Point localization data

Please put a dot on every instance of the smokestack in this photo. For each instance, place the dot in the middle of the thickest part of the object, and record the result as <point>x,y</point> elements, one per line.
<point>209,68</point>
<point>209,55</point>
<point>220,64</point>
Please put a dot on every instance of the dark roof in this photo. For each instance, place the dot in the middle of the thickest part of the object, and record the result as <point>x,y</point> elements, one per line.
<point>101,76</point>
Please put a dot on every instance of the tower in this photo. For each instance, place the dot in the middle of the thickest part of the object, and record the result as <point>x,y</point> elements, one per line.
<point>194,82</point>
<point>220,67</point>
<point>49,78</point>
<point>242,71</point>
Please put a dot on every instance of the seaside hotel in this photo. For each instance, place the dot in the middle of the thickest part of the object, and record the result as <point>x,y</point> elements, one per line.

■ **BRIEF**: Your task is to retype the records precisely as they stand.

■ **ANSWER SECTION**:
Please put a dot on every instance of the smokestack in this photo. For each instance, place the dot in the middle of the thickest part of the object, and record the result as <point>x,y</point> elements, one per line.
<point>209,68</point>
<point>209,55</point>
<point>220,64</point>
Please put a dot on every instance of the dark roof in this photo. For each instance, place the dot in the middle of the thickest part of the object, and record the result as <point>x,y</point> elements, one per line.
<point>101,76</point>
Please put a dot on every instance of the tower in this photo. For each instance, place the dot in the middle of the thickest part of the object, and record the result as <point>x,y</point> elements, one per line.
<point>194,82</point>
<point>220,67</point>
<point>49,78</point>
<point>242,71</point>
Please put a dot on every instance of the seaside hotel in this photo. For each instance, place the dot in the middle of the thickest part of the object, and record the result as <point>x,y</point> elements, one per line.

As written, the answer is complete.